InstaPaper

Center of my online reading Highlighting And Annotating process. Working on scraping my highlights to auto-post to the WikiLog.

ReadItLater app/service to scrape (typically longer-form) web articles and save clean-text format for reading later, typically with Data Synch to a Mobile device for Off-Line reading.

Created by Marco Arment. Launched 2008.

For over a year I had the free service, and used the free/lite Insta Fetch client on my Archos70 Tablet.

Sept'2012: started paying for full service, and bought the official Android client for my Archos70. (via Amazon AppStore since Archos didn't get Google store)

The bookmark to save doesn't work well with GitHub Mark Down pages - use http://instapaper.com/hello2?url=

  • actually, that seemed to work in the web UI, but didn't synch anything useful to my Android app

Dec'2013: Bought Nexus Seven. Everything migrated over nicely.

Nov'2014: frustrated that Amazon-store version is still stuck at v2.9.2, while official version is up to v4.2. They say if I just install the new app, it will synch up so I won't lose any of my inventory. Update: wow, it was so fast, I think the old local data file must have been left behind for re-use?


insta_repost

Sept'2015: would like to use their API to suck down items I've Liked/Starred/Hearted, so I can post them to my WikiLog. I want to scrape my highlights, the original piece title, and maybe even the first sentence/paragraph to quote.

The Python instapaperlib package that comes up most obviously uses the "simple" API which offers little except adding a URL to your account.

The instacache code uses the "full" API, so I'm going to just steal pieces of that to create my own stuff. I want to store my stuff in files so I can browse/edit them more easily before

Oct07: applying for API OAuth token.

Oct09: stepping through code one line at a time

  • when get to client.request("%s/oauth/access_token" get error which seems to related to linking in an old version of Open S S L.

• Data items:
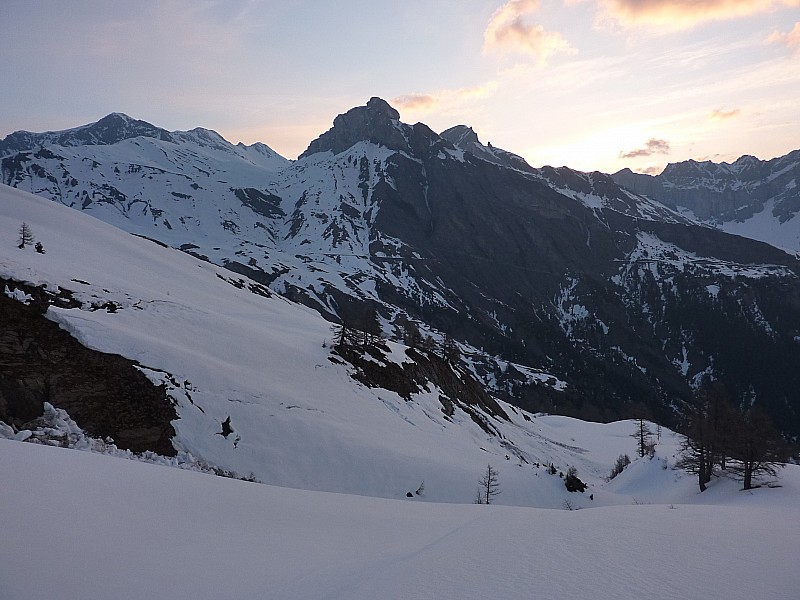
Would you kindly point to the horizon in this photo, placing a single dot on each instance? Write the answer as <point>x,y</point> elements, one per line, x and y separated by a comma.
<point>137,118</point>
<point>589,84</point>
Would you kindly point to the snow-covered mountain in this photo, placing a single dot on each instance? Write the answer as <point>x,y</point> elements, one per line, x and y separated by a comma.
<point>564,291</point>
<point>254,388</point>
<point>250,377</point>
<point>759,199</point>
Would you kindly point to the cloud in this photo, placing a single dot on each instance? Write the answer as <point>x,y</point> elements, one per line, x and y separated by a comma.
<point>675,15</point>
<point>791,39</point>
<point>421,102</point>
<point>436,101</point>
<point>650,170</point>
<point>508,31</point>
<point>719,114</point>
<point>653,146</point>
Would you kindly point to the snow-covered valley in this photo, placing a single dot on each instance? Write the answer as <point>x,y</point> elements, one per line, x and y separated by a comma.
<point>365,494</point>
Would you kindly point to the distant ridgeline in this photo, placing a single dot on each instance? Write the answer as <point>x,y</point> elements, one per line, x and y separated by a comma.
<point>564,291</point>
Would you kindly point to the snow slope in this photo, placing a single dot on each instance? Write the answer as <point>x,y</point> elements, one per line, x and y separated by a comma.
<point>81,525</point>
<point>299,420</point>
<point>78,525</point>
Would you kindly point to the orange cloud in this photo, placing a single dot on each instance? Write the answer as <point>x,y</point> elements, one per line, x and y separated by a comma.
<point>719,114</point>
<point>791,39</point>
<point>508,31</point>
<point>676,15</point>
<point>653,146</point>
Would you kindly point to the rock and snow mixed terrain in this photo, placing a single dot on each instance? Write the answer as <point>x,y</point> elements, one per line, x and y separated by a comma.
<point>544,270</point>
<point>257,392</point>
* * *
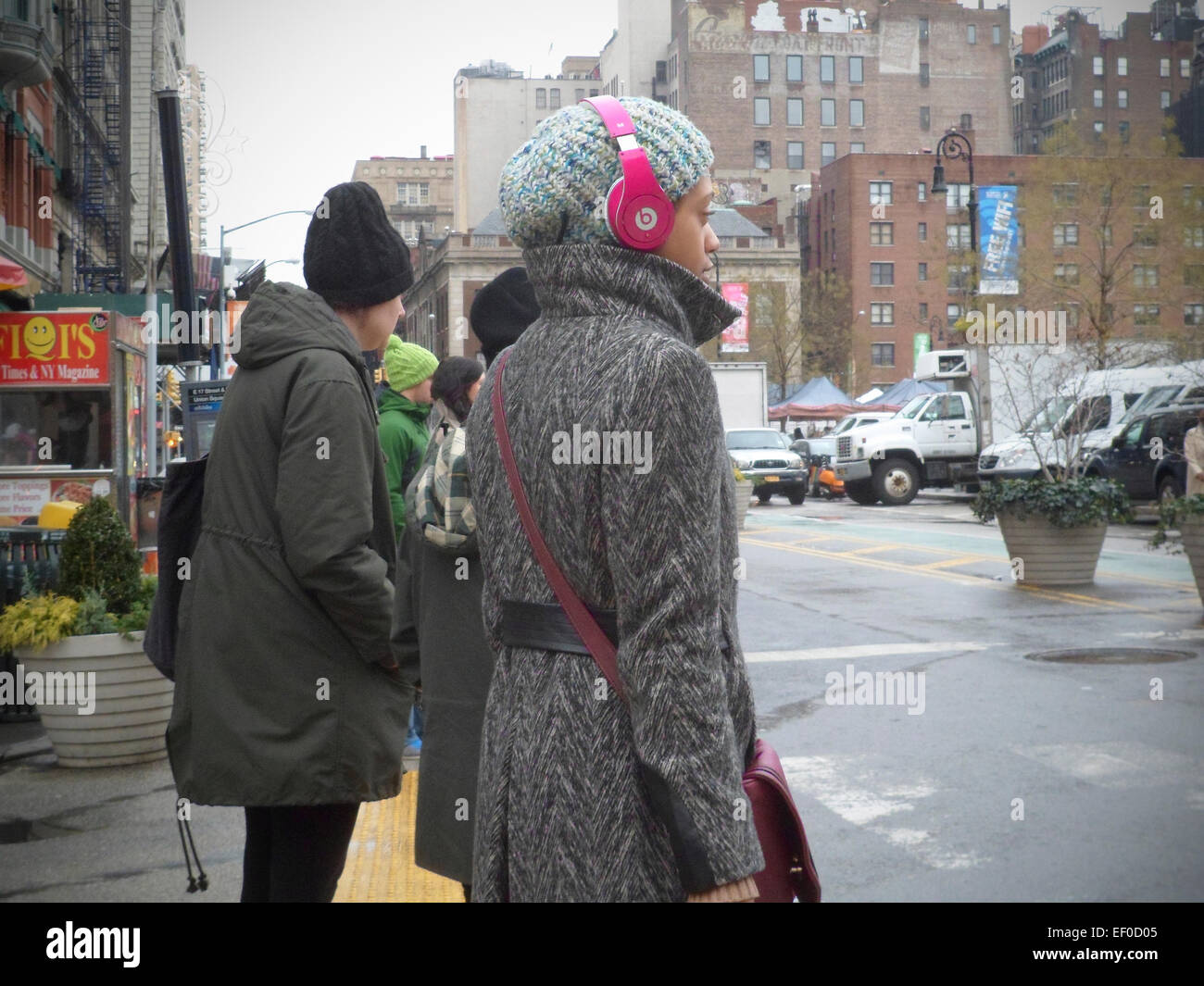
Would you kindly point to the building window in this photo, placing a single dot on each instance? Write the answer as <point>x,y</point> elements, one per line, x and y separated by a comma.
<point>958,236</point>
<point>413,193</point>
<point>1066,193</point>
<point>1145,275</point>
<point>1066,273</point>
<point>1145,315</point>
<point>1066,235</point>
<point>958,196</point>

• WHAT IS BEING ASKED: Please repeat the stretch of the InstaPaper page from "The Python instapaperlib" through "Open S S L.", word for word.

• RESULT BELOW:
The Python instapaperlib package that comes up most obviously uses the "simple" API which offers little except adding a URL to your account.

The instacache code uses the "full" API, so I'm going to just steal pieces of that to create my own stuff. I want to store my stuff in files so I can browse/edit them more easily before

Oct07: applying for API OAuth token.

Oct09: stepping through code one line at a time

  • when get to client.request("%s/oauth/access_token" get error which seems to related to linking in an old version of Open S S L.